(Object location annotation records)
[start]
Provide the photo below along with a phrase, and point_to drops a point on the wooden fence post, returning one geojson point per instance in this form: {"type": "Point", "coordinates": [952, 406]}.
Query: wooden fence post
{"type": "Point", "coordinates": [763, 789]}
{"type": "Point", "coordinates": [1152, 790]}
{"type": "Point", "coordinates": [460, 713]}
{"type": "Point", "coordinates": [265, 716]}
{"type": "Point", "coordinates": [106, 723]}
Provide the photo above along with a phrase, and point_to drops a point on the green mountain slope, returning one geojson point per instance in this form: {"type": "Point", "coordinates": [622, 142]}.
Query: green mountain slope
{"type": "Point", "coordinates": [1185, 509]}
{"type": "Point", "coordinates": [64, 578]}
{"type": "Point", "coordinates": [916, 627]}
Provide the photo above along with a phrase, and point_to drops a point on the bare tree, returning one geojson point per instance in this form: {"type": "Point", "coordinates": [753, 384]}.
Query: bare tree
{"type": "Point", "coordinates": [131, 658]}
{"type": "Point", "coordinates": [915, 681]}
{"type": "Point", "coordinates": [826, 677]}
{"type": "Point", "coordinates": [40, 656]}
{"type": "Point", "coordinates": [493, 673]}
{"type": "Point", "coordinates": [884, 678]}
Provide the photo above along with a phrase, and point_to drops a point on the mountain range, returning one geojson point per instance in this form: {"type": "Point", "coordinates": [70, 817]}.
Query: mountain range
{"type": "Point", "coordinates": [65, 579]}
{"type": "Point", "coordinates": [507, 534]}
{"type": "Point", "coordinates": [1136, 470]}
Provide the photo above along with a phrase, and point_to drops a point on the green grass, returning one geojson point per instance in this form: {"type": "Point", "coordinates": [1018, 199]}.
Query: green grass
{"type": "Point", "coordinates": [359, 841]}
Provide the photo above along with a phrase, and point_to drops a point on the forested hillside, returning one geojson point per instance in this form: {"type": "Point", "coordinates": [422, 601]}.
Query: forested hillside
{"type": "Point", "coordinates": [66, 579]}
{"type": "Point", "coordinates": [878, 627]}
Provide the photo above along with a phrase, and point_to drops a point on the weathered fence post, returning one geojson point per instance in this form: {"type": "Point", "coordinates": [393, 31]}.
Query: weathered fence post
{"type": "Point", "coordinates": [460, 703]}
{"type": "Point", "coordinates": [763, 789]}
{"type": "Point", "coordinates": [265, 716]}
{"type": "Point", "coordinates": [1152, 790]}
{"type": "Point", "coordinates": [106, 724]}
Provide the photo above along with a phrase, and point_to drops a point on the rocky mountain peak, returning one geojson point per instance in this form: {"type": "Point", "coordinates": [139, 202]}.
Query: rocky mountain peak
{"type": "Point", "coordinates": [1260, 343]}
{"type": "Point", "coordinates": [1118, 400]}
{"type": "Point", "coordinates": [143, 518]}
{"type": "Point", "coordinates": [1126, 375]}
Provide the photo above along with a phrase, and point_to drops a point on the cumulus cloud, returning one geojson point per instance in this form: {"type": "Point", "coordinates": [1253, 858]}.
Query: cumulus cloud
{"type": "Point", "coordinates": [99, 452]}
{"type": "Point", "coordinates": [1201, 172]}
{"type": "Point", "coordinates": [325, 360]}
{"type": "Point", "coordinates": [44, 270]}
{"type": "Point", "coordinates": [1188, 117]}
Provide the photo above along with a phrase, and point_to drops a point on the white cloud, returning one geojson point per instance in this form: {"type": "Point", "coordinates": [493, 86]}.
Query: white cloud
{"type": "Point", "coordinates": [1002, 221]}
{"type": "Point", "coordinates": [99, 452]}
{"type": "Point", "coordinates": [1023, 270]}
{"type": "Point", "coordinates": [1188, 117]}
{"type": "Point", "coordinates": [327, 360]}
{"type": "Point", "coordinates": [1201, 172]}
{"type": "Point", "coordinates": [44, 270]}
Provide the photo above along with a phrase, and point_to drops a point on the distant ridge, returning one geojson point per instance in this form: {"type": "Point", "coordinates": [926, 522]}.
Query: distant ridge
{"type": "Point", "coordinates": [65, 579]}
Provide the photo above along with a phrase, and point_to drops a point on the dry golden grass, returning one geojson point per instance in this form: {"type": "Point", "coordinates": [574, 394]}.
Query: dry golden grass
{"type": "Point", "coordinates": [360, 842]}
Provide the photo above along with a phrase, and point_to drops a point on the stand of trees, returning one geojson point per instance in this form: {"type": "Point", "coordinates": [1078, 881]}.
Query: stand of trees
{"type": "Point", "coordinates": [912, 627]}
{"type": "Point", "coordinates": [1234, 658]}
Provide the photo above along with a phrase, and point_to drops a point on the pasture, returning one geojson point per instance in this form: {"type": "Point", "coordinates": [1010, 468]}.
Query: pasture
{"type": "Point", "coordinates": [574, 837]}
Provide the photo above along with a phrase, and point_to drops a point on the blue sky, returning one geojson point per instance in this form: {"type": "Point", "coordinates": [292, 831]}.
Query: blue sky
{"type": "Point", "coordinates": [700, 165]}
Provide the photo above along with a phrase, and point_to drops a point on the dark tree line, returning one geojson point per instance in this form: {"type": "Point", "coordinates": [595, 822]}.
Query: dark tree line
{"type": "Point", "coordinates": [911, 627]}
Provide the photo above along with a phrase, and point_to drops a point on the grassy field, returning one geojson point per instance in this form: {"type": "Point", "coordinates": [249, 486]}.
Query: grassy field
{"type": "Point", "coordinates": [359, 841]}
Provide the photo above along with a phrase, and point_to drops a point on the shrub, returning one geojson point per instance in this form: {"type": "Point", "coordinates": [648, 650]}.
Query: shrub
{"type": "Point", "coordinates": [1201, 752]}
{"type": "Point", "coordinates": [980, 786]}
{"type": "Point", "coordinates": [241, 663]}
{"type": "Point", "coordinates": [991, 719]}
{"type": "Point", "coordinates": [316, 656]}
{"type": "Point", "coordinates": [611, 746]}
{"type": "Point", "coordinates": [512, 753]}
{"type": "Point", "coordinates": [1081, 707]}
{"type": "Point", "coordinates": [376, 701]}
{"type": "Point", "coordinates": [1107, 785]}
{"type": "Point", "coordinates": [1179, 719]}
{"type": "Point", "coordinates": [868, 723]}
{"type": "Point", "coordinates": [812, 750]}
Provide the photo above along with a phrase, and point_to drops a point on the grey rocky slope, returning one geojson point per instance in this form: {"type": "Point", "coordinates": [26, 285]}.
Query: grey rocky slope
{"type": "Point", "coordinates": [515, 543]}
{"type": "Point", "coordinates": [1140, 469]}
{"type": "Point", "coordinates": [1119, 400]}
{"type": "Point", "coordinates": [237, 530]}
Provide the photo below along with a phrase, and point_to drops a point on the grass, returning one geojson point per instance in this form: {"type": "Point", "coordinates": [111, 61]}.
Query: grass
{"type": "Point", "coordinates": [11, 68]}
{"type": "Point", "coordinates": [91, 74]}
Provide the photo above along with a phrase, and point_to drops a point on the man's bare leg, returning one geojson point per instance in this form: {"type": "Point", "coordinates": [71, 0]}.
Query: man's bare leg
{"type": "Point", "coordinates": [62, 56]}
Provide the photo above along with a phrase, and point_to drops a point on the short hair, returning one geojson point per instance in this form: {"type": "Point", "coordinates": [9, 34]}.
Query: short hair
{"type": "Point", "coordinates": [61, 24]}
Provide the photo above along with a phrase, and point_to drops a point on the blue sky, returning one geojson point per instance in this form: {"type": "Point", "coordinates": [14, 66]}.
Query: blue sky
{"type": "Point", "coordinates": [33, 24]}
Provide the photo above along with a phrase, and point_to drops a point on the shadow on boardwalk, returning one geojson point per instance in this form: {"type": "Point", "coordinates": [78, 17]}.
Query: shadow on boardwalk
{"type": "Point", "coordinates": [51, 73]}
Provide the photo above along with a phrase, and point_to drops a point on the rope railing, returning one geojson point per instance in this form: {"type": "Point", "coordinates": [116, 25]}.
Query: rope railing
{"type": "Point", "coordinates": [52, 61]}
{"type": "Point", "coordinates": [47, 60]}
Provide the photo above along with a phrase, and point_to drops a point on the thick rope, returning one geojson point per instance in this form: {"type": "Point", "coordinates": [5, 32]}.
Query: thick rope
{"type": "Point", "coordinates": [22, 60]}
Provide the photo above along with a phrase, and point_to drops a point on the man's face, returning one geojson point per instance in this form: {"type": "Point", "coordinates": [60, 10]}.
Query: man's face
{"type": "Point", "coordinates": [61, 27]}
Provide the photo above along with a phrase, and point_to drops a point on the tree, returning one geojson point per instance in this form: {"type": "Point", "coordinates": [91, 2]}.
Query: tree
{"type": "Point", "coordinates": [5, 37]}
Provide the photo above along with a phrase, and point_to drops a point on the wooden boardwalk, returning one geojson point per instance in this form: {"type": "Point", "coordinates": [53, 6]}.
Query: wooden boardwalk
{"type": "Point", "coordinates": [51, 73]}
[end]
Objective:
Rename "wooden boardwalk" to "plank walkway" throughout the part of the records that opens with the line containing "the tree, returning" and closes at the end of the records, and leave everything else unchanged. Return only that part.

Answer to this exercise:
Provide the photo above along with a phrase, and point_to drops a point on the tree, returning one geojson point per instance in this form: {"type": "Point", "coordinates": [91, 2]}.
Query: tree
{"type": "Point", "coordinates": [5, 37]}
Provide the photo above along with a phrase, and point_to drops a point on the plank walkway, returning one geojson point per instance in this form: {"type": "Point", "coordinates": [53, 6]}.
Query: plank walkway
{"type": "Point", "coordinates": [51, 73]}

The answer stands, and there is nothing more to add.